Hush Money
Reviewed: August 13, 2003
By: Robert B. Parker
Publisher: Berkley Books
323 pages, $9.99
Hurray for guilty pleasures, I say. Spenser novels are among
those for me, It's always fitting that I read one while travelling in Nova
Scotia, for it was there that I discovered them around 1980 or so. It's been
an interesting couple of decades since.
Hush Money features a couple of cases that are a little unusual
for Spenser, though perhaps not for Parker, whose English thesis was on the
private genre. We assume from this that he knows his way around a university.
Certainly he is familiar with the adage that the pettiness of university
faculty politics is so extreme precisely because there is so little money
attached to it.
This is germane because of the first of the two cases which Spenser
is handling this time out. Hawk, of all people, comes to him with the son
of a friend,, a black university professor who has been denied tenure by
the English department of a Boston university. The relationship is complex,
but Robinson Nevins is the son of the man who first taught Hawk to box and
gave him a reason to have some self-respect, hard as it may be to imagine
that Spenser’s long time partner in crime was ever without that commodity.
This is new territory for us, by the way. We learn that Spenser
and Hawk have known each other since they were teenagers, and we learn about
events which had a key part to play in making Hawk the man he is.

Stored data:
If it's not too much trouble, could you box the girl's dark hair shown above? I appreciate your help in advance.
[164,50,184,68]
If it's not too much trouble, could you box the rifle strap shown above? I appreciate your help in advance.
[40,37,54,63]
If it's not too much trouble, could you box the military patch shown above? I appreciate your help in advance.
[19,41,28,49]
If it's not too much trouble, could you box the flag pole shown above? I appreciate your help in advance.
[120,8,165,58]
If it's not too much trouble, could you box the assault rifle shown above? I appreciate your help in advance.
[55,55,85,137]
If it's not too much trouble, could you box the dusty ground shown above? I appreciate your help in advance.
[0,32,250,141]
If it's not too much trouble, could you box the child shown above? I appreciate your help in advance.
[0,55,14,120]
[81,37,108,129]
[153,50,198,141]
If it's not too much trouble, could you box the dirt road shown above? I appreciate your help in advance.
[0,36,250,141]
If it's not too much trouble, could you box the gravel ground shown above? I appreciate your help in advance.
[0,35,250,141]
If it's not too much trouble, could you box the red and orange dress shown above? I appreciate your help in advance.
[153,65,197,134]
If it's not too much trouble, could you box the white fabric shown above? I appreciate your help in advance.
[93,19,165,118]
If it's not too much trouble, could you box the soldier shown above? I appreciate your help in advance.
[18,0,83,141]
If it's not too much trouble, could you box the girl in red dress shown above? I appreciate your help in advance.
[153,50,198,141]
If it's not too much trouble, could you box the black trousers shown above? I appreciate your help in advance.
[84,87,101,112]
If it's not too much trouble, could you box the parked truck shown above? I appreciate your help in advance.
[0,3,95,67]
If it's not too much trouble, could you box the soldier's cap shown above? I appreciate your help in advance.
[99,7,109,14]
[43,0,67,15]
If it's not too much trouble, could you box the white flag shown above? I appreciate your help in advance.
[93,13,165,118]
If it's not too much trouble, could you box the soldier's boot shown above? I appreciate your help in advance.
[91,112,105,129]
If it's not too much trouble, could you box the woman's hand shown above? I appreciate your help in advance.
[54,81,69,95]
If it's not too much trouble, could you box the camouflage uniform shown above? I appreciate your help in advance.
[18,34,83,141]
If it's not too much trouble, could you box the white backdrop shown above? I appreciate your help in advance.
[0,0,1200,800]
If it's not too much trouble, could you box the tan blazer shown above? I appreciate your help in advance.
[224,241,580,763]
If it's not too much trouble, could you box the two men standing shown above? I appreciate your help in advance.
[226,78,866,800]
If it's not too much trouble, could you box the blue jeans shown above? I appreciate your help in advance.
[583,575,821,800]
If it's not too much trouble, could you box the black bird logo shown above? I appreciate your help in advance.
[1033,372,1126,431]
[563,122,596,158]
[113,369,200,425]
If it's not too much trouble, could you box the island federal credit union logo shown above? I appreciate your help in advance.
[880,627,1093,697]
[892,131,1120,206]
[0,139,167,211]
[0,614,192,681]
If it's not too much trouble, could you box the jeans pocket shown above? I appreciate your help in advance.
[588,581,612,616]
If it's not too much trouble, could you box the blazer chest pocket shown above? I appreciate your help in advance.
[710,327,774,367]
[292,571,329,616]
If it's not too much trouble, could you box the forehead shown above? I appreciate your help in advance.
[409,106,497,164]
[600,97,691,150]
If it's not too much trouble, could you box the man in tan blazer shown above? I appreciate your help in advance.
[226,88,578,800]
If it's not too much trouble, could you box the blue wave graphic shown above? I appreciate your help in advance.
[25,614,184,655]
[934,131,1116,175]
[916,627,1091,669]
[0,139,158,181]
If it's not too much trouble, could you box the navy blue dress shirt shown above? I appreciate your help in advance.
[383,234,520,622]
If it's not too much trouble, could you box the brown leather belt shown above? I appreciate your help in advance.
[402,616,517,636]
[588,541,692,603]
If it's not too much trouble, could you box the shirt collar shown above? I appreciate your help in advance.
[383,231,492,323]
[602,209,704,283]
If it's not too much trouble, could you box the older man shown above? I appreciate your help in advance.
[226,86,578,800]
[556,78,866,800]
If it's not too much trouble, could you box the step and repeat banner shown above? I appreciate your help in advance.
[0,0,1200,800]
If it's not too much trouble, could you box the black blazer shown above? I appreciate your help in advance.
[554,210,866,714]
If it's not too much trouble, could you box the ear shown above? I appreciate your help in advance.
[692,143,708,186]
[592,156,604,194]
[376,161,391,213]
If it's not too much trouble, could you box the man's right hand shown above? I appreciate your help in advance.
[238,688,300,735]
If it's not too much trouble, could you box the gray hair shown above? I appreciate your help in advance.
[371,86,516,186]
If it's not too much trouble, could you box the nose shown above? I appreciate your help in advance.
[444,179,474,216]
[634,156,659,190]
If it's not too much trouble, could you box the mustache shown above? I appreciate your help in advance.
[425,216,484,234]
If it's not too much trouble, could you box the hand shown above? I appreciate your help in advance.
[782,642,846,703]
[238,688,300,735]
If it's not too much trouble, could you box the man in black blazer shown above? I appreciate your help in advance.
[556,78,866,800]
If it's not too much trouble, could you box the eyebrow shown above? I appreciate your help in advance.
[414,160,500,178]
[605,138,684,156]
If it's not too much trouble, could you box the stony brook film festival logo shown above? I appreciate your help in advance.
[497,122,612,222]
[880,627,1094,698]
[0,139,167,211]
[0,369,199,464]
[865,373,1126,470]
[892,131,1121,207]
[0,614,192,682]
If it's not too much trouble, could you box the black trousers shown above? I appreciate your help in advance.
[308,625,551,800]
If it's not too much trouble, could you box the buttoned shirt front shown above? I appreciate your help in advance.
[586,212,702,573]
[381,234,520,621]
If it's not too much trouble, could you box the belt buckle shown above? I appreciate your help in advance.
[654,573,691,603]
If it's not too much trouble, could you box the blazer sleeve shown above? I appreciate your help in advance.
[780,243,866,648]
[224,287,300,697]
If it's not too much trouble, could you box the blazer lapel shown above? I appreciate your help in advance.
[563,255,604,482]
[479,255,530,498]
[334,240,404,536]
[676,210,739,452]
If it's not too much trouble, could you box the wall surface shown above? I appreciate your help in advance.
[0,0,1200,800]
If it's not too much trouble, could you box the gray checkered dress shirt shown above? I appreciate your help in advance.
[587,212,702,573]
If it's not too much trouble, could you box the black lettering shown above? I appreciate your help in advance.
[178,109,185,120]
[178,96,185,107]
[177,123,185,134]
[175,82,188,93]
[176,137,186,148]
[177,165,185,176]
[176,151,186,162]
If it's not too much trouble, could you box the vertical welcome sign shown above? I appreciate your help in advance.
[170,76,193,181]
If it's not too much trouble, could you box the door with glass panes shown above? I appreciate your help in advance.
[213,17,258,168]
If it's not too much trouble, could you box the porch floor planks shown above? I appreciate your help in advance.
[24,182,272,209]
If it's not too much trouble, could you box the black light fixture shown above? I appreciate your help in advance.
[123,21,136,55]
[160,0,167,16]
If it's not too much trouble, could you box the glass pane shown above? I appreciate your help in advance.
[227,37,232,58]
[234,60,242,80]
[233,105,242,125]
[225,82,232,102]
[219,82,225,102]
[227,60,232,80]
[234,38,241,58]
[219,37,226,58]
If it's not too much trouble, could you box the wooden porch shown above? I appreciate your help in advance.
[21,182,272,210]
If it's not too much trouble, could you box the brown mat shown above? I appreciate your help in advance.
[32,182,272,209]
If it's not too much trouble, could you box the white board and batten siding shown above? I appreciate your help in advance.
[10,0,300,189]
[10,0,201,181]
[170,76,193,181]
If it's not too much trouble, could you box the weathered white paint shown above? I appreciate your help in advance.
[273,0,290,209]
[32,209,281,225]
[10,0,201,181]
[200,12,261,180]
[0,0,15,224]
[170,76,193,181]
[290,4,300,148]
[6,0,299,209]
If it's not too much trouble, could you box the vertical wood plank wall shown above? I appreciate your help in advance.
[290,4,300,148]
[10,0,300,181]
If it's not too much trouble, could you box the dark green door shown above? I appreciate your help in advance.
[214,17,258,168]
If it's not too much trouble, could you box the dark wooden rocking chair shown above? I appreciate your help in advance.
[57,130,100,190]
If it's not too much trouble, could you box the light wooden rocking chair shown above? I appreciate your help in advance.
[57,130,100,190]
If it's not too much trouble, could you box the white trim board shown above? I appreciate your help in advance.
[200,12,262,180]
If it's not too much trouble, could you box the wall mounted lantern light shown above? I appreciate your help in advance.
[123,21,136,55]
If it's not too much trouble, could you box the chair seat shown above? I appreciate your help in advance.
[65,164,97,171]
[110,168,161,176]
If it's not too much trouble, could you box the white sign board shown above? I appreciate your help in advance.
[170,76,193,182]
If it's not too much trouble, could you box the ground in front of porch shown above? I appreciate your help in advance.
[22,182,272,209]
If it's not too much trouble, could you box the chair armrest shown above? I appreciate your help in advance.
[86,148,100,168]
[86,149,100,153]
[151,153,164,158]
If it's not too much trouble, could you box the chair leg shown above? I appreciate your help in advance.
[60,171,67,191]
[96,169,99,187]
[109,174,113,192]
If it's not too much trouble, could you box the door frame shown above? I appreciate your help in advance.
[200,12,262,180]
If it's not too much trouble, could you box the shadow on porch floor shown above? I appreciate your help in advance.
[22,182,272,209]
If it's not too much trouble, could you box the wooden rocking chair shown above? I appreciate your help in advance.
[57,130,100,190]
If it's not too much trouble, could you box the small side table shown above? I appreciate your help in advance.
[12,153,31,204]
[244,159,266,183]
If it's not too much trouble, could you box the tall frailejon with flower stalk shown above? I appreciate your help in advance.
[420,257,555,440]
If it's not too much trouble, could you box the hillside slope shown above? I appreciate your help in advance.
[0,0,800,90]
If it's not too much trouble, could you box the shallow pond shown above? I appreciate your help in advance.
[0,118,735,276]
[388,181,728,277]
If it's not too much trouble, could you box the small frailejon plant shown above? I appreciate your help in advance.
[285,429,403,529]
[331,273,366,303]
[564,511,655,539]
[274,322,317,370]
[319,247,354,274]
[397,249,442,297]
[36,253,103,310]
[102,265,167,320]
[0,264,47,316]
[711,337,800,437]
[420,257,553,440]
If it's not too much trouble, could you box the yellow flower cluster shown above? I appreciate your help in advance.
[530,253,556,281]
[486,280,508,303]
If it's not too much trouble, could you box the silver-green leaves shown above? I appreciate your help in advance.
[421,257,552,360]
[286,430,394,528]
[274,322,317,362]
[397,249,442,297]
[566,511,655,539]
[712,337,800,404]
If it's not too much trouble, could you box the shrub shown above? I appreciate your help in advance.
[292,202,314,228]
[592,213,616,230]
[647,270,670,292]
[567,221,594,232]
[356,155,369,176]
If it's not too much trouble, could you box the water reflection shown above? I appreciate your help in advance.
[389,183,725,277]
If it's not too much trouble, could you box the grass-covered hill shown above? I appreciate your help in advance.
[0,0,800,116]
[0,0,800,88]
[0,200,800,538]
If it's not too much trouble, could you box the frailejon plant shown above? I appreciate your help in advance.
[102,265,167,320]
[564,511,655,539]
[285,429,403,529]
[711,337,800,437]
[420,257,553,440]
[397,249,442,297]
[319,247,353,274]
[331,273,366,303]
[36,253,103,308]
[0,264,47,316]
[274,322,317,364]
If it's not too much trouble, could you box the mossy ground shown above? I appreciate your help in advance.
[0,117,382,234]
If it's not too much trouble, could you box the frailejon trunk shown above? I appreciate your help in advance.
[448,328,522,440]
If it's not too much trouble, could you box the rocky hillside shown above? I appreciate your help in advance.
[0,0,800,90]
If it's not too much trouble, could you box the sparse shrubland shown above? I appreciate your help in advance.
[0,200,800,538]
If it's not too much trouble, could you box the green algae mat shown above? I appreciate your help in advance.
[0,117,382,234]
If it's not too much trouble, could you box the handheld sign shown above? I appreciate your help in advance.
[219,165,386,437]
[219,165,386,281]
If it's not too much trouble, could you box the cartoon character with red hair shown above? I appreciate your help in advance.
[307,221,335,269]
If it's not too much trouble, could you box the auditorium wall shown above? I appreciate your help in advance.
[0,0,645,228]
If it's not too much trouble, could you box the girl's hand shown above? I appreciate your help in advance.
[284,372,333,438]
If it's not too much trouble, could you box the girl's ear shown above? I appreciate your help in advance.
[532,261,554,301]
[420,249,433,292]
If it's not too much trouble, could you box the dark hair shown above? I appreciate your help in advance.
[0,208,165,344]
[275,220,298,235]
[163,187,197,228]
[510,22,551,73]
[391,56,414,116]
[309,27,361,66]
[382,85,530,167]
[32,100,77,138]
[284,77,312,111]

Problems to work on:
**a)** List every fictional character named in the Hush Money review.
**b)** Write the next paragraph of the Hush Money review, picking up after its final sentence.

Answers below:
**a)** Spenser, Hawk, Robinson Nevins

**b)**
The second case seems to be the more vital one at first. Spenser’s
lady, Susan, also has a friend, and she is apparently being harassed by the
former lover for whom she deserted her husband and daughter. The relationship
went sour, but it seems that he isn’t finished with it. Catching him in first
the pattern and then the act turns out to be tedious but ultimately not difficult.
The tenure case turns up a lot of nasty attitudes and actions
under the rocks of academia, including the indisputable facts that the young
man whose death had cast a gay shadow on Nevins was not a suicide, and was
also a blackmailer. When Spenser’s car blows up at 3:25 one morning it becomes
clear that there’s a lot more to this case than there would have seemed when
it walked in the door on page 1.
There is comic relief in this story, and it comes in the desirable
form of K.C. Roth, Susan’s friend. K.C. is a bit of a walking cliche, which
is how she got into her mess in the first place (Parker’s never been a slave
to political correctness) and she completes her transformation into a parody
of herself by falling madly in lust with our hero and actually stalking him.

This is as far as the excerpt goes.